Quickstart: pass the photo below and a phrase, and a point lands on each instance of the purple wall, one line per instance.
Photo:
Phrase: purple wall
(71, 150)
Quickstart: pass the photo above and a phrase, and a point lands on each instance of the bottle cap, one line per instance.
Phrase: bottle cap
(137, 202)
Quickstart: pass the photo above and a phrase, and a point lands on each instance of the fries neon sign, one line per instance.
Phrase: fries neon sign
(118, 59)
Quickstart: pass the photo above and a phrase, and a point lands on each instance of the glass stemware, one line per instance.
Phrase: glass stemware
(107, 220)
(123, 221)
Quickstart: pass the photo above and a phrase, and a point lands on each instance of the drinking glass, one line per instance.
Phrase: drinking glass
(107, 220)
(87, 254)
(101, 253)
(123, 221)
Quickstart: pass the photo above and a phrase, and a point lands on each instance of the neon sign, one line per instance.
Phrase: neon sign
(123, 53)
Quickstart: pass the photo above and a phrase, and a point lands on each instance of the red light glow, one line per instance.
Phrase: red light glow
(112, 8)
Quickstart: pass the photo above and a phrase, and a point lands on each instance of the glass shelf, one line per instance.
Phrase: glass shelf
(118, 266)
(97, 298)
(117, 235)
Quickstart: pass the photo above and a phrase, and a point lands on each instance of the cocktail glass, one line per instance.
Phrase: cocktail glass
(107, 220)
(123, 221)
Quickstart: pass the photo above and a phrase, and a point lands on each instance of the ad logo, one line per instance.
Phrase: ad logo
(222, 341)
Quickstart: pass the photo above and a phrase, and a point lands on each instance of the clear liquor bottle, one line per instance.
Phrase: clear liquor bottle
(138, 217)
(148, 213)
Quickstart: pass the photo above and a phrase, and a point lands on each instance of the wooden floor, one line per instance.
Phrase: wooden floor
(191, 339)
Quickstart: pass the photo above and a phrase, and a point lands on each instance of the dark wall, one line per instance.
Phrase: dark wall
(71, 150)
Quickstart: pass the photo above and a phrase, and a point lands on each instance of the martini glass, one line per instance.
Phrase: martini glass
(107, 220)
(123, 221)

________

● WORK TO COMPLETE
Each line above must be printed exactly as it appears.

● FINAL ANSWER
Quickstart: pass the photo below and a phrase, and a point lands on each instance of the purple wall, one line per instance.
Photo:
Phrase: purple wall
(71, 150)
Quickstart: pass the photo above and a phrase, and a point lands on each instance of the bottle cap, one line per instance.
Phrase: bottle cap
(137, 202)
Quickstart: pass the photo above and a phrase, and a point lands on each instance of the fries neon sign, one line per instance.
Phrase: fries neon sign
(118, 59)
Quickstart: pass the photo above and a phrase, and a point lands on each instance of the glass stemware, one line per instance.
Phrase: glass stemware
(107, 220)
(123, 221)
Quickstart: pass the photo above and a phrase, and a point lands on each instance of the drinking glass, one line per instance.
Phrase: drinking glass
(107, 220)
(87, 254)
(101, 253)
(123, 221)
Quickstart: pass the photo above and a phrase, and a point lands on each instance of the neon sign, one line per instance.
Phrase: neon sign
(123, 53)
Quickstart: pass the photo above and a phrase, and a point lands on each instance of the red light glow, one line per instance.
Phrase: red light glow
(112, 8)
Quickstart: pass the photo above and a phrase, and a point lands on each instance of the glass shelf, one line per instance.
Phrase: glass shelf
(118, 266)
(97, 298)
(117, 235)
Quickstart: pass the photo above and a phrase, and a point lands on each instance of the cocktail glass, one line per instance.
Phrase: cocktail glass
(107, 220)
(123, 221)
Quickstart: pass the photo above and a phrase, and a point lands on each instance of the ad logo, one line per instance.
Phrase: ad logo
(222, 341)
Quickstart: pass the photo above and a phrase, and a point lands on each instance of the clear liquor bottle, one line per instance.
Phrase: clear liquor bottle
(138, 217)
(148, 213)
Quickstart: pass the photo above and a phrase, and a point lands on each instance of the wooden floor, one line per instance.
Phrase: wooden floor
(191, 339)
Quickstart: pass the photo above and a phrase, and a point lands on each instance of the dark wall, one line per instance.
Phrase: dark wall
(71, 150)
Quickstart: pass the photo above and a phrase, and a point lands on each instance of the martini glass, one line per instance.
Phrase: martini glass
(107, 220)
(123, 221)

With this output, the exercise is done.